*DOCUMENT*.
In FIG. 3, another representative perspective view of the subject matter combination apparatus (1) is given. Accordingly, one each outer plates (20) are positioned at the outer vicinity of the inner plates (10). Said outer plates (20) provide the inner plates (10) which exist in between to be rested to each other in a tight manner. The outer plate (20) is essentially made of steel-based material and the dimensions thereof are changeable according to the location where the combination apparatus (1) will be used. A first bolt (23) and at least one second bolt (24) are used in order for the outer plates (20) to compress the inner plates (10). Said bolts are essentially used at the combinations of the structure elements. By means of the bolts, the outer plates (20) positioned mutually can be approached towards each other by means of pre-tension. Thanks to this, the inner plates (10) which remain in between are fixed to each other by means of resting to each other in a tight manner.

In FIG. 4, a representative top view and a representative cross-sectional view of the subject matter combination apparatus (1) are given. Accordingly, the first bolt (23) is passed through the first bolt hole (22) provided at the center (I) of the inner plate (10) and the outer plate (20). Thanks to this, the inner plates (10) are fixed through the center (I). In a possible embodiment example of the present invention, said second bolt (24) is positioned at the edges of the outer plates (20) in a manner not contacting the inner plates (10). Thanks to this, the inner plates (10) are compressed through the edges thereof. The first bolt holes (22) and the second bolt holes (27), needed for being able to use the first bolt (23) and the second bolt (24) in the combination apparatus (1), can be provided with predetermined shape and dimension on the inner plate (10) and the outer plate (20). The first bolt (23) is essentially in the form such that one side thereof has cap (25) and the other side thereof is threaded. The second bolt (24) is essentially in the form such that one side thereof has cap (28) and the other side thereof is threaded. Said first bolt cap (25) and said second bolt cap (28) are held respectively in a first bolt hole (22) and in at least one second bolt hole (27) provided on an outer plate (20) or on support profiles (21) and the first bolt nut (26) and the second bolt nut (29) are tightened respectively through said threaded parts and a pre-tension is formed in the combination apparatus (1). Moreover, after the tightening of said nut (26), it is preferred to fix said nut (26) on the bolt. Thanks to this, probable loosening in time is prevented.

*SET PROBLEM 1*. From the combination apparatus description, list each part that carries a reference numeral from 22 through 29, giving each part with its numeral.

*DATA IN THIS EXERCISE*.

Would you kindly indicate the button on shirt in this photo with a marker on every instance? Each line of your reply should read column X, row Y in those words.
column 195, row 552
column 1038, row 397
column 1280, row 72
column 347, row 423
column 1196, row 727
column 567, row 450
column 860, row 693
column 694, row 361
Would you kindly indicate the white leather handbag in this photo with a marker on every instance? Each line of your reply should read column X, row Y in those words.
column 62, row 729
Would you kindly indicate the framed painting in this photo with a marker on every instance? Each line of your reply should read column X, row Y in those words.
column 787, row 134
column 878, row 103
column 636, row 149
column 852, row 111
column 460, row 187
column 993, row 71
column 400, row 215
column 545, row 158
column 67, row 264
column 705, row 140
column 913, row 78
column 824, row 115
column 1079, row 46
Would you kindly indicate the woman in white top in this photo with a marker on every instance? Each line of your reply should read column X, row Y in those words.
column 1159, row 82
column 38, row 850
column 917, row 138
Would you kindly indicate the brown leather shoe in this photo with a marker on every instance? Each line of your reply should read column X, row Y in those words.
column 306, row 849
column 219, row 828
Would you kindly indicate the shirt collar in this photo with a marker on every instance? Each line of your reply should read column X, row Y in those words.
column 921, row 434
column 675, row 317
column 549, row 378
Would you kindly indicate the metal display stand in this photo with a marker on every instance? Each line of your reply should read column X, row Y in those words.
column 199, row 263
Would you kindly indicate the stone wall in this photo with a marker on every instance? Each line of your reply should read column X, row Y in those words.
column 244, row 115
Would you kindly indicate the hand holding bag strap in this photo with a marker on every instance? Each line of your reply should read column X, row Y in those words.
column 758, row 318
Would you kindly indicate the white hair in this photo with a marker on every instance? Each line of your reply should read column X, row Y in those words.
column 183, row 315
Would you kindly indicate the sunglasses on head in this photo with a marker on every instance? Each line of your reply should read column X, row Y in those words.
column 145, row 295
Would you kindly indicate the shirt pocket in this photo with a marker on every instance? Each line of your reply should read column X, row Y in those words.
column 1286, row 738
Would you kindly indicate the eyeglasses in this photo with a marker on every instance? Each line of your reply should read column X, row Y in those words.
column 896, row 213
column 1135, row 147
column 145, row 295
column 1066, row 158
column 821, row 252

* * *

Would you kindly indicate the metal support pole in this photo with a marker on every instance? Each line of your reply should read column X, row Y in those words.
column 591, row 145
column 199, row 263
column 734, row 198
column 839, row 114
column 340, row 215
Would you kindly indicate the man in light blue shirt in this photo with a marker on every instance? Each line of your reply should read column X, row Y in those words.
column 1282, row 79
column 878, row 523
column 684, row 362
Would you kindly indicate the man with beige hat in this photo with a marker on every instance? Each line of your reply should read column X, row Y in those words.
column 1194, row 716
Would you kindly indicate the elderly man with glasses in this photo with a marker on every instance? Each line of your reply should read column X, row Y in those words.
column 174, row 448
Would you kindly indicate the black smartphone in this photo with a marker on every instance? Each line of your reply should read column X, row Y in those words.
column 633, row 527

...

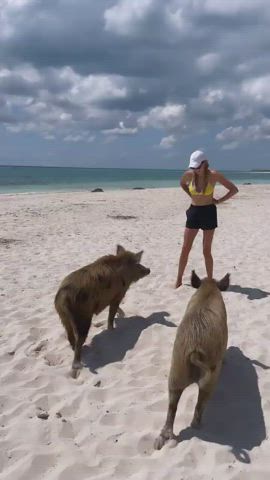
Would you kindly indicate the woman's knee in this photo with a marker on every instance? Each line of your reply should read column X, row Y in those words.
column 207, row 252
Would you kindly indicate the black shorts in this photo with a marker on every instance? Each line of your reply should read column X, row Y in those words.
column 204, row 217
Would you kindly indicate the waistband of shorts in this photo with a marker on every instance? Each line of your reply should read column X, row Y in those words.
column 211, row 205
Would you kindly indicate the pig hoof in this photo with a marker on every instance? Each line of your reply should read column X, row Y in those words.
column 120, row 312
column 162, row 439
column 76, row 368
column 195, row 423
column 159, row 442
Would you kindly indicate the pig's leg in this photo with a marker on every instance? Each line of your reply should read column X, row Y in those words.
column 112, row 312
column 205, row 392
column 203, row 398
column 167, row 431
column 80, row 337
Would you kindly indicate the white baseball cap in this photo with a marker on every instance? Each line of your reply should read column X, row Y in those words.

*SET PROBLEM 2*. Set down the rows verbatim, beginning at the line that contains "Would you kindly indicate the button" and stopping after the line that contains "column 1196, row 727".

*EXERCISE SOLUTION 1*.
First bolt hole (22)
First bolt (23)
Second bolt (24)
First bolt cap (25)
First bolt nut (26)
Second bolt hole (27)
Second bolt cap (28)
Second bolt nut (29)

*EXERCISE SOLUTION 2*.
Would you kindly indicate the button on shirt in this photo with a marker on every instance? Each line of your reply should read column X, row Y in those words.
column 195, row 552
column 1038, row 397
column 1280, row 72
column 347, row 423
column 1196, row 727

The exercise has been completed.